_The task:_ Reproduce each of the following entries line for line, with no changes.

☆ ☆ ☆ ☆ ☆

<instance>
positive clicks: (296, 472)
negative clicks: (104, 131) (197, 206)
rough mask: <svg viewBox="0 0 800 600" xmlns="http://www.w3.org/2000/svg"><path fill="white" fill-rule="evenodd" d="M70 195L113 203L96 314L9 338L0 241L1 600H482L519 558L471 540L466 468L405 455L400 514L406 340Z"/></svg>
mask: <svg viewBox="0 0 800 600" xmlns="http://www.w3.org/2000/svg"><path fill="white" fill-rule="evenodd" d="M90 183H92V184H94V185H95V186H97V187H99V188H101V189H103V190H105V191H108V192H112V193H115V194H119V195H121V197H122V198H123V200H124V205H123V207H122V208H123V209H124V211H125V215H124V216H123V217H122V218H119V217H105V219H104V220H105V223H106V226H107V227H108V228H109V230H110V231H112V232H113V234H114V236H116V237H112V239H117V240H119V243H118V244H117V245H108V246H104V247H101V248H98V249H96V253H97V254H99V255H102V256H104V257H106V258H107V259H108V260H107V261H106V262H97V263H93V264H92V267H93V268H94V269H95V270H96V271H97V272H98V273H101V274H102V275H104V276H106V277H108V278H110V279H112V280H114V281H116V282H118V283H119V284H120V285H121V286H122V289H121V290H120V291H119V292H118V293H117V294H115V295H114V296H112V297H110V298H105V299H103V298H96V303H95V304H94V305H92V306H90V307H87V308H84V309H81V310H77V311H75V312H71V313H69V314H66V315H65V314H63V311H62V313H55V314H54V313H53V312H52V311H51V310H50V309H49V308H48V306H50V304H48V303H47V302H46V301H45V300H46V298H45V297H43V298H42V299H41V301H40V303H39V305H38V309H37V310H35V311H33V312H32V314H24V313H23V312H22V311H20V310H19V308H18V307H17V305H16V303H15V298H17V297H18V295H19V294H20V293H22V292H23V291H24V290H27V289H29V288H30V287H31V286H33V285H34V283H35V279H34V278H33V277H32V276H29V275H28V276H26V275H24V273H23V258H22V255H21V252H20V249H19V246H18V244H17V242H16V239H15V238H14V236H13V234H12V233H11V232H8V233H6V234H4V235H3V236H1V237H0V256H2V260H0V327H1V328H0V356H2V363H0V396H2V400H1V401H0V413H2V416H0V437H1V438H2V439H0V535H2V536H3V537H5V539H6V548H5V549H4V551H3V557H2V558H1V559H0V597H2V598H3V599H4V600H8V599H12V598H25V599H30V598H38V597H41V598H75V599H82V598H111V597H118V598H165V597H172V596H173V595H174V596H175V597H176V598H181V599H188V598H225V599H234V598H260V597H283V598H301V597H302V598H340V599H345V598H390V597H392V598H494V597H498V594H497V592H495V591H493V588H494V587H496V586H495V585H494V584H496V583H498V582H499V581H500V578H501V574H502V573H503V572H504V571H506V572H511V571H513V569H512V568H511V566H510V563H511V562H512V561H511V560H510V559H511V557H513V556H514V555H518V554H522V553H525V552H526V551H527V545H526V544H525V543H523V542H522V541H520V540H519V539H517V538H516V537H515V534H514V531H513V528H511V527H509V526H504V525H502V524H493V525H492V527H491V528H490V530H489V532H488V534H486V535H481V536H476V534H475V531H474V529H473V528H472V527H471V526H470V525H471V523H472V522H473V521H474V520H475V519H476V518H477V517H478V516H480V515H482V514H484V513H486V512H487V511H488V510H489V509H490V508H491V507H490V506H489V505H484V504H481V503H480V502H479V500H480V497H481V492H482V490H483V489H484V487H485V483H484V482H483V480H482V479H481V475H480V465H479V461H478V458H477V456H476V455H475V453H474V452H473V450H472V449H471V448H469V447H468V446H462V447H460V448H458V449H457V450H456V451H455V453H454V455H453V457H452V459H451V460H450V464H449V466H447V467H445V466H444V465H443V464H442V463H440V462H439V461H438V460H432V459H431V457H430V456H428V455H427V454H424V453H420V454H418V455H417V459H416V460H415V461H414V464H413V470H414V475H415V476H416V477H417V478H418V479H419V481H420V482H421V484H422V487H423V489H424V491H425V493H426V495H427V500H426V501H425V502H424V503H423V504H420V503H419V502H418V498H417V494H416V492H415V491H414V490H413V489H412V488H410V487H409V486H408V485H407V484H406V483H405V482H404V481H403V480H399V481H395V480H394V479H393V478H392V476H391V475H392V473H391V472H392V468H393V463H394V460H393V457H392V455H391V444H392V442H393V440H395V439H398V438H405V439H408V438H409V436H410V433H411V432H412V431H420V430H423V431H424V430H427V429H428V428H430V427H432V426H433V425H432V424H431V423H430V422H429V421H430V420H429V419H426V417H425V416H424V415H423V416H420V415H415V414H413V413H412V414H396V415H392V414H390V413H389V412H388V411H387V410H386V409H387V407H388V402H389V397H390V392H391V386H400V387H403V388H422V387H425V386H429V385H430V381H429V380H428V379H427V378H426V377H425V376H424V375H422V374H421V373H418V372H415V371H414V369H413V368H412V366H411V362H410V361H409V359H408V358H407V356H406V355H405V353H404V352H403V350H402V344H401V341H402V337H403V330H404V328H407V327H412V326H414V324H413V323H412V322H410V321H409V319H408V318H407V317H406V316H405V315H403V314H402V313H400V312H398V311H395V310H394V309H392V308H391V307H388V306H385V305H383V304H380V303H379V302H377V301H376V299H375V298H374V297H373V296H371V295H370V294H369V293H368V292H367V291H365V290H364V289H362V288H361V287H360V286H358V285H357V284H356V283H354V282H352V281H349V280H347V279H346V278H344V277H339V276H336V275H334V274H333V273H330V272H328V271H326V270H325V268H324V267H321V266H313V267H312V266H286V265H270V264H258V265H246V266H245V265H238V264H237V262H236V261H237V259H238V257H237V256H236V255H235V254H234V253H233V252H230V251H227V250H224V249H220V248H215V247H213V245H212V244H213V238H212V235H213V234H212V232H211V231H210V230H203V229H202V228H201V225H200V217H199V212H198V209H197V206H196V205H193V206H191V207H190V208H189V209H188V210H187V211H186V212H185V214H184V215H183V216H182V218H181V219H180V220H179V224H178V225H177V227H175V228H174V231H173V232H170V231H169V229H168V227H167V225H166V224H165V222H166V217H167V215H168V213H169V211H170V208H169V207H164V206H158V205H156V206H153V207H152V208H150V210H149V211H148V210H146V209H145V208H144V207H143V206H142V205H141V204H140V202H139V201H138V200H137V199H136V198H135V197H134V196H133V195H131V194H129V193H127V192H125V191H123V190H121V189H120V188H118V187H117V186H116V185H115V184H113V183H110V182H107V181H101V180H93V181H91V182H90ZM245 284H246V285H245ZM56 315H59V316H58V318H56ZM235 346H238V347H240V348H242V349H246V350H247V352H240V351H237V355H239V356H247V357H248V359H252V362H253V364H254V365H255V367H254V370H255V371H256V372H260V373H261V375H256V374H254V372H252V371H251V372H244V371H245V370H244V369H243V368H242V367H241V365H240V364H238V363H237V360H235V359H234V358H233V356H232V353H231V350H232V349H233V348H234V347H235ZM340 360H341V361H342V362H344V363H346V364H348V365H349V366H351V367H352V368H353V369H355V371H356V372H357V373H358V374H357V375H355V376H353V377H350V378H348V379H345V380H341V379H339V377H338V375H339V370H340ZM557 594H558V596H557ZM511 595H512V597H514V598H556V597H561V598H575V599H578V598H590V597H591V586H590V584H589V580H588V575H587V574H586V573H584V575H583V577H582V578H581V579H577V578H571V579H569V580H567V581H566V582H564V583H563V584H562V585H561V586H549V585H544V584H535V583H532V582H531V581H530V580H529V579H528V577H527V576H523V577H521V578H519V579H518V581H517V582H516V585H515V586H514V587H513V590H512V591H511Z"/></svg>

☆ ☆ ☆ ☆ ☆

_Solution below:_
<instance>
positive clicks: (296, 472)
negative clicks: (104, 131) (197, 206)
rough mask: <svg viewBox="0 0 800 600" xmlns="http://www.w3.org/2000/svg"><path fill="white" fill-rule="evenodd" d="M70 195L113 203L96 314L9 338L0 241L1 600H482L519 558L471 540L466 468L405 455L400 514L406 340Z"/></svg>
mask: <svg viewBox="0 0 800 600" xmlns="http://www.w3.org/2000/svg"><path fill="white" fill-rule="evenodd" d="M90 183H92V184H94V185H95V186H97V187H99V188H101V189H103V190H105V191H108V192H112V193H115V194H119V195H121V197H122V198H123V200H124V205H123V207H122V208H123V209H124V211H125V215H124V216H123V217H122V218H119V217H105V219H104V220H105V223H106V226H107V227H108V228H109V230H110V231H112V232H113V234H114V236H116V237H112V239H117V240H119V243H118V244H117V245H108V246H104V247H101V248H98V249H96V253H97V254H99V255H102V256H104V257H106V258H107V259H108V260H107V261H106V262H97V263H93V264H92V267H93V268H94V269H95V270H96V271H97V272H98V273H101V274H102V275H104V276H106V277H108V278H110V279H112V280H114V281H116V282H118V283H119V284H120V285H121V286H122V289H121V290H120V291H119V292H118V293H117V294H115V295H114V296H112V297H110V298H105V299H103V298H96V303H95V304H94V305H92V306H90V307H87V308H84V309H81V310H77V311H75V312H71V313H69V314H66V315H65V314H63V311H62V313H55V314H54V313H53V312H52V311H51V310H50V309H49V308H48V306H50V304H48V303H47V302H46V301H45V300H46V298H45V297H43V298H42V299H41V301H40V303H39V305H38V309H37V310H35V311H33V312H32V314H24V313H23V312H22V311H20V310H19V308H18V307H17V305H16V303H15V298H17V297H18V295H19V294H20V293H22V292H23V291H24V290H27V289H29V288H30V287H31V286H33V285H34V283H35V279H34V278H33V277H32V276H29V275H28V276H26V275H24V273H23V258H22V255H21V252H20V249H19V246H18V244H17V242H16V239H15V238H14V236H13V234H12V233H11V232H8V233H6V234H4V235H3V236H1V237H0V256H2V260H0V327H1V328H0V356H2V363H0V396H2V400H1V401H0V413H2V416H0V437H1V438H2V439H0V535H2V536H3V537H5V539H6V548H5V549H4V551H3V557H2V558H1V559H0V597H2V598H3V599H4V600H8V599H12V598H25V599H30V598H38V597H41V598H75V599H82V598H111V597H118V598H165V597H172V596H173V595H174V596H175V597H176V598H181V599H188V598H225V599H234V598H260V597H283V598H301V597H302V598H340V599H345V598H390V597H392V598H494V597H498V594H497V592H495V591H493V588H494V587H496V586H495V585H494V584H496V583H498V582H499V581H500V578H501V574H502V573H503V572H504V571H506V572H511V571H513V569H512V568H511V566H510V563H511V562H512V561H511V560H510V559H511V557H513V556H514V555H518V554H522V553H525V552H526V551H527V545H526V544H525V543H523V542H522V541H520V540H519V539H517V538H516V537H515V534H514V531H513V528H511V527H509V526H504V525H502V524H493V525H492V527H491V528H490V530H489V532H488V534H486V535H481V536H476V534H475V531H474V529H473V528H472V527H471V526H470V525H471V523H472V522H473V521H474V520H475V519H476V518H477V517H478V516H480V515H482V514H484V513H486V512H487V511H488V510H489V509H490V508H491V507H490V506H489V505H484V504H481V503H480V502H479V500H480V497H481V492H482V490H483V489H484V487H485V483H484V482H483V480H482V479H481V475H480V465H479V461H478V458H477V456H476V455H475V453H474V452H473V450H472V449H471V448H469V447H468V446H462V447H460V448H458V449H457V450H456V451H455V453H454V455H453V457H452V459H451V460H450V464H449V466H447V467H445V466H444V465H443V464H442V463H440V462H439V461H438V460H432V459H431V457H430V456H428V455H427V454H424V453H420V454H418V455H417V459H416V460H415V461H414V464H413V470H414V475H415V476H416V477H417V478H418V479H419V481H420V482H421V484H422V487H423V489H424V491H425V493H426V495H427V500H426V501H425V502H424V503H423V504H420V503H419V502H418V498H417V494H416V492H415V491H414V490H413V489H412V488H410V487H409V486H408V485H407V484H406V483H405V482H404V481H403V480H399V481H395V480H394V479H393V478H392V476H391V475H392V473H391V472H392V468H393V463H394V460H393V457H392V455H391V444H392V442H393V440H395V439H398V438H405V439H408V438H409V436H410V433H411V432H412V431H420V430H423V431H424V430H427V429H428V428H430V427H432V426H433V425H432V424H431V423H430V422H429V421H430V420H429V419H426V417H425V416H424V415H423V416H420V415H415V414H413V413H412V414H396V415H392V414H390V413H389V412H388V411H387V410H386V409H387V407H388V402H389V397H390V392H391V386H400V387H403V388H422V387H425V386H429V385H430V381H429V380H428V379H427V378H426V377H425V376H424V375H422V374H421V373H418V372H415V371H414V369H413V368H412V366H411V362H410V361H409V359H408V358H407V356H406V355H405V353H404V352H403V350H402V344H401V341H402V337H403V330H404V328H407V327H412V326H414V324H413V323H412V322H410V321H409V319H408V318H407V317H406V316H405V315H403V314H402V313H400V312H398V311H395V310H394V309H392V308H391V307H388V306H385V305H383V304H380V303H379V302H377V301H376V299H375V298H374V297H373V296H371V295H370V294H369V293H368V292H367V291H365V290H364V289H362V288H361V287H360V286H358V285H357V284H356V283H354V282H352V281H349V280H347V279H346V278H344V277H339V276H336V275H334V274H333V273H330V272H328V271H326V270H325V268H324V267H321V266H313V267H312V266H286V265H270V264H258V265H246V266H245V265H238V264H237V262H236V261H237V259H238V257H237V256H236V255H235V254H234V253H233V252H230V251H227V250H224V249H220V248H215V247H213V245H212V244H213V238H212V235H213V234H212V232H211V231H210V230H203V229H202V228H201V225H200V217H199V212H198V209H197V206H196V205H193V206H191V207H190V208H189V209H188V210H187V211H186V212H185V214H184V215H183V216H182V218H181V219H180V220H179V224H178V225H177V227H175V228H174V231H173V232H170V231H169V229H168V227H167V225H166V224H165V222H166V217H167V215H168V213H169V211H170V208H169V207H164V206H158V205H156V206H153V207H152V208H150V210H149V211H148V210H146V209H145V208H144V207H143V206H142V205H141V204H140V202H139V201H138V200H137V199H136V198H135V197H134V196H133V195H131V194H129V193H127V192H125V191H123V190H121V189H120V188H118V187H117V186H116V185H115V184H113V183H110V182H107V181H101V180H93V181H91V182H90ZM245 284H246V285H245ZM56 315H59V316H58V318H56ZM235 346H238V347H240V348H242V349H246V350H247V352H240V351H237V355H239V356H247V357H248V359H252V362H253V364H254V365H255V367H254V370H255V371H256V372H260V373H261V375H256V374H254V372H252V371H251V372H244V371H245V370H244V369H243V368H242V367H241V365H240V364H238V363H237V360H235V359H234V358H233V356H232V353H231V350H232V349H233V348H234V347H235ZM340 360H341V361H342V362H344V363H346V364H348V365H349V366H351V367H352V368H353V369H355V371H356V372H357V373H358V374H357V375H355V376H353V377H350V378H348V379H345V380H341V379H339V377H338V375H339V370H340ZM557 594H558V596H557ZM511 595H512V597H514V598H556V597H561V598H575V599H578V598H590V597H591V586H590V584H589V580H588V575H587V574H586V573H584V575H583V577H582V578H581V579H577V578H571V579H569V580H567V581H566V582H564V583H563V584H562V585H561V586H549V585H544V584H535V583H532V582H531V581H530V580H529V579H528V577H527V576H523V577H521V578H519V579H518V581H517V582H516V585H515V586H514V587H513V590H512V591H511Z"/></svg>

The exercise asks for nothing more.